Here are records with pictures in them. Copy all of them exactly and leave the pictures out.

→ DATA FOR THIS TASK
--*--

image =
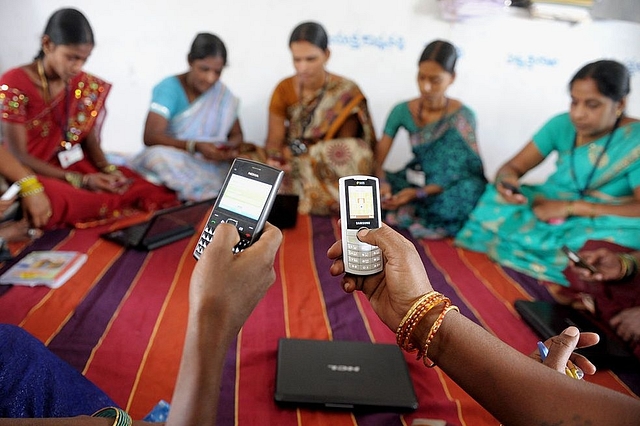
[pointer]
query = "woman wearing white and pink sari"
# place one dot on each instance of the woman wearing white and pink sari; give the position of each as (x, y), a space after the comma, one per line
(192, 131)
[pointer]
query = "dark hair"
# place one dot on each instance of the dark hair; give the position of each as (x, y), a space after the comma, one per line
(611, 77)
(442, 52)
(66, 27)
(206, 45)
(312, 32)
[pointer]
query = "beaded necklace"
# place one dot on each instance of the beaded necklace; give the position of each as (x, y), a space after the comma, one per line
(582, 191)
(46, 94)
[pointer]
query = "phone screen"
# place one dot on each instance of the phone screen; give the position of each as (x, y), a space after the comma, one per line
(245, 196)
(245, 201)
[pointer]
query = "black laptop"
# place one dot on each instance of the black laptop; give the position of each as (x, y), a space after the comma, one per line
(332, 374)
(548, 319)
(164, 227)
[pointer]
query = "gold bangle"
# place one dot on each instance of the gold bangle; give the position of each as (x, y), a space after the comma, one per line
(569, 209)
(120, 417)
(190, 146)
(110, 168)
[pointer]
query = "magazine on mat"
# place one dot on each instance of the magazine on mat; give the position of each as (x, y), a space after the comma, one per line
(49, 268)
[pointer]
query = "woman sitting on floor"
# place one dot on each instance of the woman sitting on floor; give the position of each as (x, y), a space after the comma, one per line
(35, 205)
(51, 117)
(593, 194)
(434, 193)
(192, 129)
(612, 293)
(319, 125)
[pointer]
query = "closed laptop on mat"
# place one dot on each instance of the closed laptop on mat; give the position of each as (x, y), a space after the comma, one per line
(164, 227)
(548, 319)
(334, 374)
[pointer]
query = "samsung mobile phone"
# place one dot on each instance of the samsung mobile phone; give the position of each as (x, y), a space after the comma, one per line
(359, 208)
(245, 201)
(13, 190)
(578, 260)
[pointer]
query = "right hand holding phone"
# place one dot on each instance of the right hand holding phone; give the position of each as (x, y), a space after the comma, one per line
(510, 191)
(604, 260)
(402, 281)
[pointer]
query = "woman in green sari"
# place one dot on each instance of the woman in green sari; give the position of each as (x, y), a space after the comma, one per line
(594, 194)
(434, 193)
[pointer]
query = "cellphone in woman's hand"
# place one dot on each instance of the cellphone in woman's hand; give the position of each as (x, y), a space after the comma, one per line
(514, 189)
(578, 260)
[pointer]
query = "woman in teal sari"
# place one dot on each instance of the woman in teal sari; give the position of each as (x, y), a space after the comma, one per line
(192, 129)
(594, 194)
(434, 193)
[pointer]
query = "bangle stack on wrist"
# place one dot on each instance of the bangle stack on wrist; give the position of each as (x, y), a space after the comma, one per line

--*--

→ OUTPUT FOR THIS EXERCISE
image =
[pointer]
query = "woman wearing white and pink sari"
# place one dot on each instance of the woman wearing white and pink sari; give the position of each as (x, y), a space after the comma, one per line
(192, 131)
[pointer]
query = "dark hair"
# place one dot on each instance of the dark hair; give the position of each as (x, y), a space after the comma, one per line
(611, 77)
(442, 52)
(66, 27)
(206, 45)
(312, 32)
[pointer]
query = "beaded necklace"
# place one dot on each instance of the beaded necklace; give the position of each as (x, y), a space after the comma, one per line
(582, 191)
(46, 94)
[pointer]
query = "phone screen"
# place one dot on each instance of the phone screen; give the position of each as (x, y), a space after the comma, one per line
(245, 196)
(245, 201)
[pointer]
query = "black laptop"
# place one dot on each instance of the black laptop; give the position of each as (x, y), a space after the comma, one per line
(332, 374)
(548, 319)
(164, 227)
[pointer]
query = "gold bangle"
# place one dot on each instance of the gold bangle; give the position of each as (x, y), a space after the comma, one per line
(569, 209)
(120, 417)
(190, 146)
(110, 168)
[pointer]
query = "magazine on mat"
# place one dot on each instance of the magazine on mat; give the position of each as (x, y), a space after the comma, one per line
(49, 268)
[pointer]
query = "woman sitting on floor"
# place one dot on each instance of the woman sitting on floor; give the position of each as (x, y), a space after the comma, one per line
(35, 205)
(51, 117)
(593, 194)
(434, 193)
(192, 129)
(612, 293)
(319, 125)
[pointer]
query = "closed laptop on mat"
# place one dot on each instance of the closed laptop on mat; give the position of each as (x, y), a space after the comma, one per line
(164, 227)
(548, 319)
(334, 374)
[pointer]
query = "samsung mobile phone"
# place one dot on each instance of the samsung mobile phone; give the position of each as (x, y), a space after the comma, one per line
(359, 208)
(245, 201)
(13, 190)
(578, 260)
[pointer]
query = "right hand holding phone"
# place one dot on each instance of the right hand holding phone; give the position of each as (x, y), a space after the comma, one per line
(510, 191)
(604, 260)
(402, 281)
[pointer]
query = "woman in green sari"
# place one dot on each instance of the woman in green sari; give the position of each as (x, y), a space after the comma, one per line
(594, 194)
(434, 193)
[pointer]
query = "cellphone in woman's hand"
# place one dot on each instance of the cellphone in woman's hand; give the position of each as (x, y), a space after the comma, one per line
(514, 189)
(578, 260)
[pointer]
query = "woman in teal sari"
# place one dot on each instance of the woman in teal sari; give the position of each as (x, y), a space after the comma, one per line
(192, 129)
(594, 194)
(434, 193)
[pointer]
query = "bangle stack on wrist"
# place one dot on each instance of the bangle stack on wrist; give the position of each as (x, y), a space after the comma, one per line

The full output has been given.